| STUDY TEXT |
Tips for reading the medical literature

October 29, 2014 – 01:15 pm

Dr Grimes is a Clinical Professor in the Department of Obstetrics and Gynecology, UNC School of Medicine, Chapel Hill, North Carolina.

Dr Schulz is a Clinical Professor in the Department of Obstetrics and Gynecology, UNC School of Medicine, Chapel Hill, North Carolina.

Busy clinicians face the daunting challenge of keeping up with the medical literature. The sheer volume of published reports poses one obstacle; PubMed added about 1.2 million citations in 2014 alone. One author estimates the reading time needed to keep up in primary medicine to be 628 hours per month1 (of a maximum 744 hours). Another major obstacle is that medical school and residency often do not equip clinicians to be critical readers. Indeed, most physicians admit that they cannot read the literature intelligently.2 Here, we share some practical tips from our 4 decades of reading and contributing to the medical literature.

The information jungle

Of published articles on any topic, only a small minority are relevant for clinical practice.3 Some suggest triaging the literature using 3 questions: Is this article relevant to my practice? What was the aim of the study? and Are the results credible?

Most published articles in obstetrics and gynecology journals are observational, not experimental.4 All observational studies have built-in bias, 5 so readers should use caution in interpreting them. The 5-point checklist shown in Table 1 can be helpful. As described below, we recommend asking the first 3 questions about a study and pausing to reflect before considering the final 2 questions. An additional set of 5 questions, which we will also discuss, applies to randomized controlled trials (RCTs).

| DATA FOR ANALYSIS |

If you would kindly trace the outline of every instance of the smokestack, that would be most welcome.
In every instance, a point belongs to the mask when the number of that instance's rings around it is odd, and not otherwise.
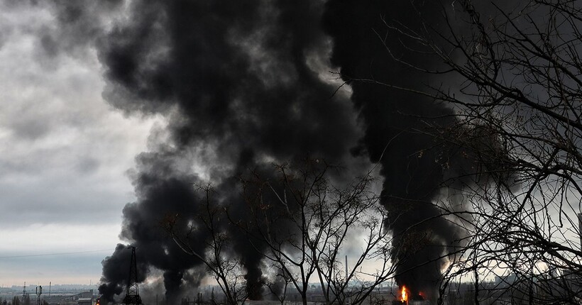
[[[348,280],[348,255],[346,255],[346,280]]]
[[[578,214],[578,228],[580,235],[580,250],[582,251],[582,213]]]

...

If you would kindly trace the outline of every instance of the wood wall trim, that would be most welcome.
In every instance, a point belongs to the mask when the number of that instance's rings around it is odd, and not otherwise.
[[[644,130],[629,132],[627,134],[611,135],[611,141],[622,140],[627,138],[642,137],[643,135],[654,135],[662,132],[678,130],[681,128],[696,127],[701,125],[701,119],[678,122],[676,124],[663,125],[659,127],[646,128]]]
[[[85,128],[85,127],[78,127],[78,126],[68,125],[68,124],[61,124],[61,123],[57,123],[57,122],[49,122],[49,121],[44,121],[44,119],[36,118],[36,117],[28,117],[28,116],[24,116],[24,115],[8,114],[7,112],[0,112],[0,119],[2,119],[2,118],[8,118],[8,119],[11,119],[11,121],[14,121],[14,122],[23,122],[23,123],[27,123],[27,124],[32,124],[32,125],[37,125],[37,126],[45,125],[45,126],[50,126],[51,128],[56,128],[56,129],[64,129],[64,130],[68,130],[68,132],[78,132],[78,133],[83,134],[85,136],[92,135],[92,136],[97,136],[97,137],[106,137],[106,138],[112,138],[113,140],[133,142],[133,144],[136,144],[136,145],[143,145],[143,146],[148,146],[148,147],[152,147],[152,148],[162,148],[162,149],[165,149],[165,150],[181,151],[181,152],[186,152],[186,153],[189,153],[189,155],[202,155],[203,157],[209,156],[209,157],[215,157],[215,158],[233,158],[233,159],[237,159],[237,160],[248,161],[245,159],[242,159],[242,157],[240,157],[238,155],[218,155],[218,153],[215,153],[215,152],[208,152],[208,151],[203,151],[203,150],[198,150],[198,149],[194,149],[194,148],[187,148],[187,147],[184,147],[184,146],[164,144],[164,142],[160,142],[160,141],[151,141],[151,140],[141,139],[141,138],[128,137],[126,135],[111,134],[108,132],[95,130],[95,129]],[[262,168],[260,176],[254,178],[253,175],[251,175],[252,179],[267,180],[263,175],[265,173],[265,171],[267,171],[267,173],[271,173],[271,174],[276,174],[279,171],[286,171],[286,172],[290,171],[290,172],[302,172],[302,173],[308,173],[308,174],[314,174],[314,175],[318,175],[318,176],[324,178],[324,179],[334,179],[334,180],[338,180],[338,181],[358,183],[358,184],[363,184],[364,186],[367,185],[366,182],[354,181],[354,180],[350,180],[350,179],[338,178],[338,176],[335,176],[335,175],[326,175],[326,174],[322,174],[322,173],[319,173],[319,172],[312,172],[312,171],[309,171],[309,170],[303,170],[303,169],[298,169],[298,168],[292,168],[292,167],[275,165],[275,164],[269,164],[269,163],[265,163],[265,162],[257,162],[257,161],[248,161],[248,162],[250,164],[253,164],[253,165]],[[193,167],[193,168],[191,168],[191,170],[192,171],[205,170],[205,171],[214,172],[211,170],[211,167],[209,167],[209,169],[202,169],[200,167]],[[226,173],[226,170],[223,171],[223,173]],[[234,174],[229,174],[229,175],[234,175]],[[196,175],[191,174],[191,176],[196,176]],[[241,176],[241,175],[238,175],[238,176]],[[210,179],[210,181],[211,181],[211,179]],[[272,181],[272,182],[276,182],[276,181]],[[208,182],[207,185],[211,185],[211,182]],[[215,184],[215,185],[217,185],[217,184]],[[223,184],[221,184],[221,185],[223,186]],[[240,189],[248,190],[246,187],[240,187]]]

--

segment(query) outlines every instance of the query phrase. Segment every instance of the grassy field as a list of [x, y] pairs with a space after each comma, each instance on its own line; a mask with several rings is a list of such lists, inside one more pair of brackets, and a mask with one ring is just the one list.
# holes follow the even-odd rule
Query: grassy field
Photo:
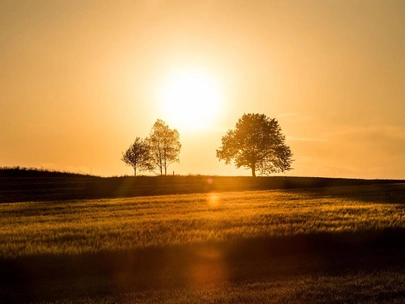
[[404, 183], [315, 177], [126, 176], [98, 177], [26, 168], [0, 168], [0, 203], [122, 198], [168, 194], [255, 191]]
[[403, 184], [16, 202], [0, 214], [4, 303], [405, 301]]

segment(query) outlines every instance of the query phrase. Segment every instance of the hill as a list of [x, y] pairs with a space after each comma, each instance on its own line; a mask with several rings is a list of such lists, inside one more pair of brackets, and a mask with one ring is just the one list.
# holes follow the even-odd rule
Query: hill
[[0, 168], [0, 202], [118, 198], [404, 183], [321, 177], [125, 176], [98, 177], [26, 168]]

| TASK REQUIREMENTS |
Pick up the article on reading the medical literature where it ends and continue it.

| ANSWER FOR THE TASK |
Question 1: Were the groups being compared similar at the study start?

In a cohort study (which progresses from exposure to outcome), the exposed and unexposed groups should be similar in all important respects except for having the exposure or not. In a case-control study (which looks back in time from outcome to exposure), the cases and controls should be similar except for having or not having the disease in question.

In the 1990s, observational studies consistently found estrogen therapy in menopause to be associated with an important reduction in the risk of cardiovascular disease. This was subsequently shown to be due to selection bias (“healthy-user” effect): Women who chose to use estrogen were healthier than those who did not. Only an RCT could avoid this bias.